### Requirement
What the response needs is every record, repeated verbatim, and no images.

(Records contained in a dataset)
════════════════════
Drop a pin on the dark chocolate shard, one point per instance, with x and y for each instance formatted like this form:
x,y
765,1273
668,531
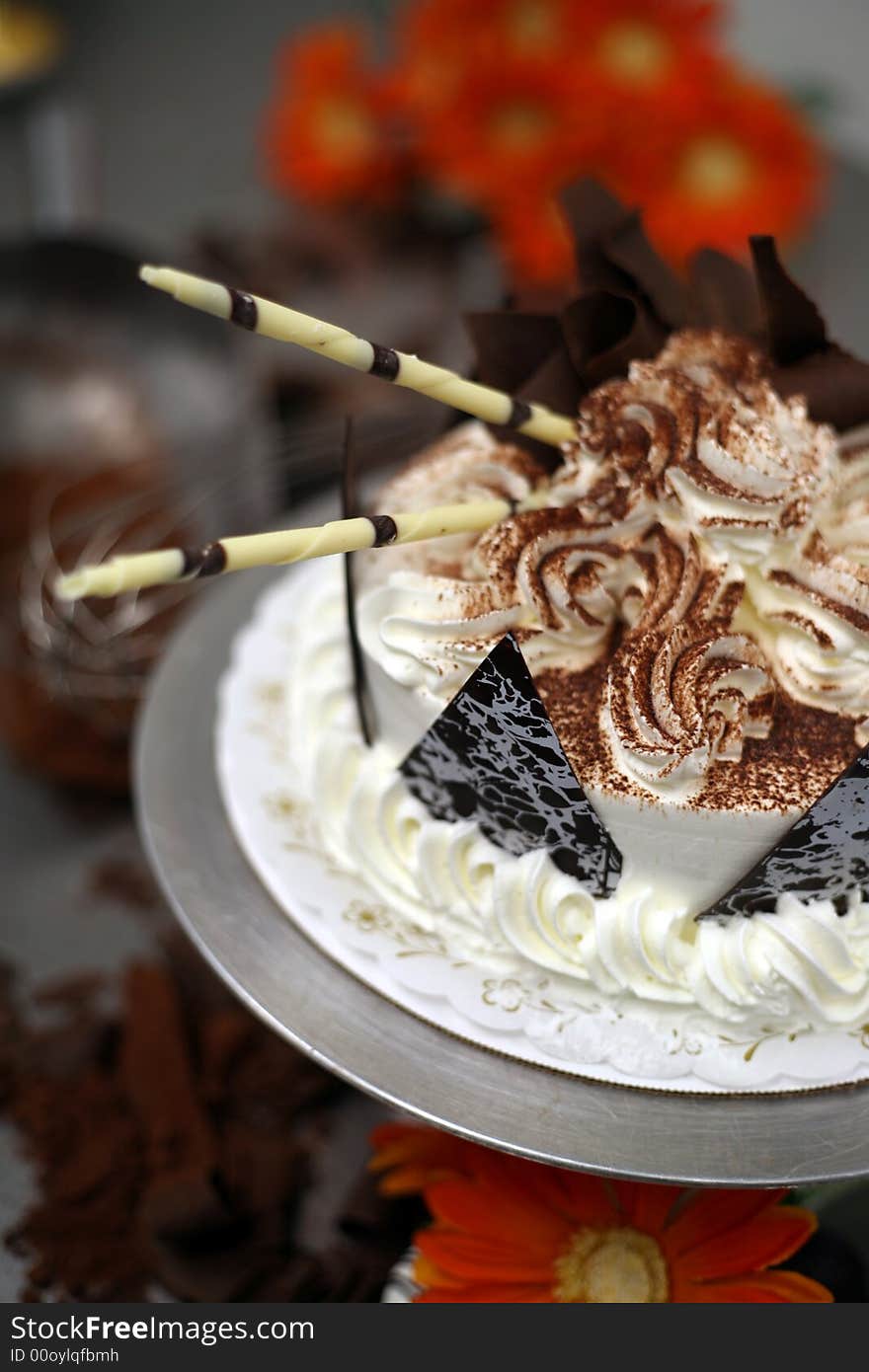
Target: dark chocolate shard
x,y
824,855
495,757
349,509
805,361
605,333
════════════════════
### Answer below
Drop a pin on the dark chocolate shard, one point per instance, with x and y for each instance formatted like this form:
x,y
765,1273
668,531
Target: dark chocolate shard
x,y
824,855
495,757
349,509
805,361
605,333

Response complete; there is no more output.